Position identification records
....
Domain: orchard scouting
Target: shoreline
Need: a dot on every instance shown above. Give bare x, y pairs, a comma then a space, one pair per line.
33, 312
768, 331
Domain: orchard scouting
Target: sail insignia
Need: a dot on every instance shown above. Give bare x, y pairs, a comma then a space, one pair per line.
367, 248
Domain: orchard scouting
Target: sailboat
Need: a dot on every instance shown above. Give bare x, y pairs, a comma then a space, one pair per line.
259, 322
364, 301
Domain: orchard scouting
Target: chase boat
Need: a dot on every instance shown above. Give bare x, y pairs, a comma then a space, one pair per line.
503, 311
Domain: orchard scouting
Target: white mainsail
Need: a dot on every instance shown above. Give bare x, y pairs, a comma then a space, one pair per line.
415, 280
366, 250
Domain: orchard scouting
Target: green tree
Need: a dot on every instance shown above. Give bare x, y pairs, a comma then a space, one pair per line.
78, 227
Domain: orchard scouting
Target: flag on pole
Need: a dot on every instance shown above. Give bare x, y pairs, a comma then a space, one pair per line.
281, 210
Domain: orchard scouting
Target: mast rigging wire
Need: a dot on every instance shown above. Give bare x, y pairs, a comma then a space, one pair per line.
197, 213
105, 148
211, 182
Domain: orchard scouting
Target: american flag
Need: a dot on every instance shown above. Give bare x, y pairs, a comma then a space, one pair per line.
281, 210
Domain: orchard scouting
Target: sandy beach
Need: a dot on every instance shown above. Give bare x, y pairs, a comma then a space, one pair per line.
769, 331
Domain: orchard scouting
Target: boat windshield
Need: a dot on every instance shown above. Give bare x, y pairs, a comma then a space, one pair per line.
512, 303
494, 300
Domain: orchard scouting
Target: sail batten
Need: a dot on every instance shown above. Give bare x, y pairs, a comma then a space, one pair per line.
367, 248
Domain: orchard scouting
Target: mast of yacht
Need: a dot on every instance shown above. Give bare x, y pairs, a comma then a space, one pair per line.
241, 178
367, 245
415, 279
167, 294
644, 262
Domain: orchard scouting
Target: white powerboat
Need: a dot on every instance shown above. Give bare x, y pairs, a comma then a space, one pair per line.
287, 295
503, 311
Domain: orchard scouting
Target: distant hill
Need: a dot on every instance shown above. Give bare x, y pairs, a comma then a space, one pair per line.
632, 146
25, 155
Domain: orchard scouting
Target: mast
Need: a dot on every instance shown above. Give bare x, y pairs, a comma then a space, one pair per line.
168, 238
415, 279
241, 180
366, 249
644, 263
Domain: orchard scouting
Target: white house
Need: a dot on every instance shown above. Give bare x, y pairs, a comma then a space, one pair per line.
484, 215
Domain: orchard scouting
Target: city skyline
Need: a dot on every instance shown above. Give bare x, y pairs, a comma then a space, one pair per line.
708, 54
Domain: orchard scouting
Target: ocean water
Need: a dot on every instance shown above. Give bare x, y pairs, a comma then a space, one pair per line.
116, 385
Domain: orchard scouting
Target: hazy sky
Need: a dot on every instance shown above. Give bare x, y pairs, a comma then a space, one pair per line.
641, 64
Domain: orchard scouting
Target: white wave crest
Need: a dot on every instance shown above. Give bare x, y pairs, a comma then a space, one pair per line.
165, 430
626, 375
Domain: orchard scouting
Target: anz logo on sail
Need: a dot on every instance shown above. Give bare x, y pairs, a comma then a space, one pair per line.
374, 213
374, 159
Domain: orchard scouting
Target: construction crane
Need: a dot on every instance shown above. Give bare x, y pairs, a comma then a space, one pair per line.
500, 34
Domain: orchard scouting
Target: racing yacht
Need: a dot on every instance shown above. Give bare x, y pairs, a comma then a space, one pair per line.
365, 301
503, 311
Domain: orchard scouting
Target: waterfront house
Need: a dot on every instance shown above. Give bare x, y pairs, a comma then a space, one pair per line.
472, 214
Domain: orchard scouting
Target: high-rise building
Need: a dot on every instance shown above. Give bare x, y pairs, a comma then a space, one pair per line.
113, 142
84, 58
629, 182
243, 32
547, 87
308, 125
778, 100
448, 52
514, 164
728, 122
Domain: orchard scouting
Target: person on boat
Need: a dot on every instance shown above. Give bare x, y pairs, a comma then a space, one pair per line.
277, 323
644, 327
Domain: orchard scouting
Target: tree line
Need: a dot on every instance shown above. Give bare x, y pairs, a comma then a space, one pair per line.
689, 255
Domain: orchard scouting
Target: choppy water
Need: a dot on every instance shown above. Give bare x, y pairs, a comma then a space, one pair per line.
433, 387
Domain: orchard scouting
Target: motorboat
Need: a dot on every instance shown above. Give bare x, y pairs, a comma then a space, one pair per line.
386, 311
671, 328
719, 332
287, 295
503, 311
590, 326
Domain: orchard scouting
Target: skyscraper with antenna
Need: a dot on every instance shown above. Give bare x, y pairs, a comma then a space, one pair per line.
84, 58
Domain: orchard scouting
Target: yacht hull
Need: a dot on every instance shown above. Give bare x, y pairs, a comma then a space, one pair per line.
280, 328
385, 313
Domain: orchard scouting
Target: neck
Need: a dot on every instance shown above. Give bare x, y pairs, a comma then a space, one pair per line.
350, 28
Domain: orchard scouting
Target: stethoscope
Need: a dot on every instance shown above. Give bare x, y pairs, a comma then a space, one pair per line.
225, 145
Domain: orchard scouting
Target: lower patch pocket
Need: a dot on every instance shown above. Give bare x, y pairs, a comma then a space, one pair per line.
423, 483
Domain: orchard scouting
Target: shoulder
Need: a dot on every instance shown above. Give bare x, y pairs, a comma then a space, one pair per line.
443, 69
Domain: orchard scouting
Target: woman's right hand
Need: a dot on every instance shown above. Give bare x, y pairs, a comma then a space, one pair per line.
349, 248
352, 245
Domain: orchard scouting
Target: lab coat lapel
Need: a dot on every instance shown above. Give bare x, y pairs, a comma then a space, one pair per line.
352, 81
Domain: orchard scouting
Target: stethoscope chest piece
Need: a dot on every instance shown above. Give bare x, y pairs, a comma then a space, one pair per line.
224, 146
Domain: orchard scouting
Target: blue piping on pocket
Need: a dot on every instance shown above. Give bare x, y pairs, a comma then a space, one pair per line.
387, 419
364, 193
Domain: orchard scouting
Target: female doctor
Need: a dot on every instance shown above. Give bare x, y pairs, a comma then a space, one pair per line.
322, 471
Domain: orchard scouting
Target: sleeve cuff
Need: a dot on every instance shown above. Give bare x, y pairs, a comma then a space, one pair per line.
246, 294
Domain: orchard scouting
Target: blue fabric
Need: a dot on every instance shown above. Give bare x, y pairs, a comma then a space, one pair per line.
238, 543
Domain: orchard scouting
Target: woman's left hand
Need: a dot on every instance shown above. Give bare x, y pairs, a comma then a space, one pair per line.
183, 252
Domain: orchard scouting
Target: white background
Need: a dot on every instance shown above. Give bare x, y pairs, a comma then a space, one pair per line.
....
# WORK TO COMPLETE
Copy out the full material exactly as it appears.

# TASK ANSWER
Domain: orchard scouting
Target: shoreline
Need: a dot on every instance shown above. Give bare x, y pairs, a comma then a space, one pair per line.
33, 312
768, 331
Domain: orchard scouting
Target: sail insignia
Need: a dot on every instance shown above. Give bare x, y pairs, a comma then a space, one pair per line.
367, 248
Domain: orchard scouting
Target: sailboat
Need: a dot on every instance shown above. Give bare x, y pairs, a comma then a space, one pair per line.
259, 322
364, 301
Domain: orchard scouting
Target: chase boat
Need: a dot on every instance shown above. Give bare x, y pairs, a comma then a space, one pair per line.
503, 311
Domain: orchard scouting
Target: white mainsail
Need: a dot on every instance shown above. Give bare x, y pairs, a comma then a space, one pair per line.
415, 280
366, 250
Domain: orchard scouting
Target: green tree
Need: a dot on every instance shown above. Give bare x, y pairs, a comma then a space, one pair per line.
78, 227
Domain: orchard scouting
Target: flag on pole
Need: a dot on every instance shown above. Give bare x, y pairs, a comma then a space, one pair per line.
281, 210
Domain: orchard scouting
Target: mast rigging wire
Need: a dot on every instance shown above. Give bare x, y pairs, a comma then a space, one pair per line.
197, 213
105, 148
211, 182
Domain: orchard scouting
Target: american flag
Need: a dot on every instance shown above. Give bare x, y pairs, a comma then a space, one pair per line.
281, 210
Domain: orchard scouting
Target: sandy beach
Need: a dot on every instance shown above. Give bare x, y pairs, a comma then a space, one pair per line.
769, 331
Domain: orchard scouting
Target: boat windshield
Need: a dot on every instance shown above. Give bare x, y pairs, a comma then a space, one pair per line.
512, 303
494, 300
Domain: orchard scouting
Target: sail batten
Need: a dot on every instance shown above. Give bare x, y pairs, a comma then a space, one pair per line.
367, 248
Domain: orchard scouting
Target: mast of yacht
Need: a dot on every instance shown above. Give bare x, y pairs, a comma then a space, one pair per line.
241, 178
367, 245
415, 279
167, 294
644, 262
Domain: orchard scouting
Target: white powerboat
Need: a dot on every instance shown above. Give bare x, y pairs, a comma then a space, one pair per line.
287, 295
503, 311
Domain: orchard scouting
Target: distant hill
Need: a dot on every instance shown above. Give bare x, y pairs, a comma then a space, one pair per line.
632, 146
25, 155
Domain: orchard scouting
Target: mast
Need: a dot on every instance shown above. Give bare x, y pairs, a comma then a space, one pair per line.
168, 238
415, 279
241, 180
366, 249
644, 263
Domain: orchard scouting
Target: white house
Need: a dot on every instance shown above. Give bare x, y pairs, a comma then a space, one pair per line.
484, 215
Domain: orchard scouting
Target: city skyline
Need: a dot on every instance shown above. Give bare x, y pairs, a comma then a space, one pair per line.
708, 54
Domain: orchard scouting
Target: ocean water
Need: a dot on every instance shown above. Give bare x, y pairs, a comma then a space, one pair per line.
116, 385
Domain: orchard scouting
Target: hazy sky
Need: a dot on every instance shown above. Give bare x, y pairs, a comma then a space, one pair per line.
641, 64
Domain: orchard scouting
Target: white wave crest
Need: a dot on every instance shown above. Give bare x, y pairs, a comma then a space, one pair per line.
165, 430
626, 375
Domain: orchard scouting
Target: anz logo on sail
Need: a dot on every instance shown above. Give bare x, y pairs, a comma then a space, one pair per line.
374, 213
374, 159
Domain: orchard scouting
Target: construction crane
Need: a dot on every instance shown above. Give bare x, y pairs, a comma then a space, one pair per line.
500, 34
Domain: orchard scouting
Target: racing yacht
Need: a dot on every instance shown above. Give bare x, y pairs, a comma then a space, one pair per line.
365, 301
503, 311
Domain: orchard scouting
Target: waterfront house
Need: a dot on every instance shown above. Give bare x, y pairs, a comma then a space, one pair per line.
472, 214
Domain: orchard scouting
Target: high-rise building
Need: a dot on every instance shown above. Give bare x, y pairs, a comma then a space, one pair per line.
113, 142
84, 58
629, 182
243, 32
547, 87
308, 125
778, 100
448, 52
514, 164
728, 122
Domain: orchard scouting
Target: person on boat
Need: a dot on every instance shown above. Give bare x, y pairs, a comma then a space, one pair per line.
277, 323
644, 327
Domain: orchard scouting
Target: tree line
Need: a dot on every instance shown above. Give bare x, y pairs, a comma then a space, one pair per line.
689, 255
Domain: orchard scouting
Target: choppy water
Need: a dot on every instance shown above. Give bare x, y pairs, a comma then a space, one pair per line.
433, 387
Domain: orchard scouting
Target: motorboat
Need: a dot on every instance shown above. Give bare x, y pairs, a comma then a space, one pair per line.
386, 311
671, 328
719, 332
287, 295
503, 311
590, 326
Domain: orchard scouting
Target: skyscraper with antenna
Need: a dot on every instance shown above. Give bare x, y pairs, a comma then a space, one pair per line.
84, 58
Domain: orchard scouting
Target: yacht hull
Need: a dot on every instance shown above. Give bare x, y pairs, a comma then a space, one pair per line.
280, 328
385, 313
Domain: orchard scouting
Target: neck
Need: a dot on every instance shown above. Give bare x, y pairs, a comma then a space, one pair per line.
350, 28
Domain: orchard scouting
Target: stethoscope
Need: a dot on every instance shown above. Give bare x, y pairs, a comma then a space, one pair per line.
225, 145
Domain: orchard scouting
Target: lower patch pocket
Need: a dot on every instance shown above. Give bare x, y pairs, a comma then a space, one pair per line.
423, 483
Domain: orchard scouting
Target: shoulder
Need: a dot on every instance shown above. Give bare x, y pairs, a comma then a space, one pair per line.
443, 69
Domain: orchard scouting
Target: woman's right hand
Need: a dot on every instance shown above. Give bare x, y pairs, a comma then a space, one pair per line.
349, 248
352, 245
Domain: orchard scouting
Target: lab coat lapel
Need: a dot on every instance shown above. Give bare x, y pairs, a comma then a space, one pair per line.
352, 81
Domain: orchard scouting
Target: stethoscope chest piece
Need: a dot on every instance shown above. Give bare x, y pairs, a comma then a space, one pair per line.
224, 146
Domain: orchard scouting
Target: blue piping on pocket
Need: a dot on every instance shown above. Give bare x, y pairs, a comma then a space, one pair per line.
387, 419
364, 193
Domain: orchard scouting
Target: female doctor
Need: a dot on every instance shown above. Give bare x, y pairs, a comma then a space, one pair per line.
322, 471
Domain: orchard scouting
Target: sleeve cuff
Need: a dot on every instance shown above. Give bare x, y pairs, a comma then a space, one pair per line.
246, 294
Domain: orchard scouting
Target: blue fabric
Need: a dot on every instance shown above. Give bare x, y pairs, a comma then a space, one pair per line.
238, 543
Domain: orchard scouting
Target: woman's left hand
Need: a dot on every instance shown above. Give bare x, y pairs, a comma then a space, one pair per line.
183, 252
Domain: orchard scouting
Target: white background
Need: a dot on every instance shown above. Give bare x, y pairs, a comma then a space, one pair per line.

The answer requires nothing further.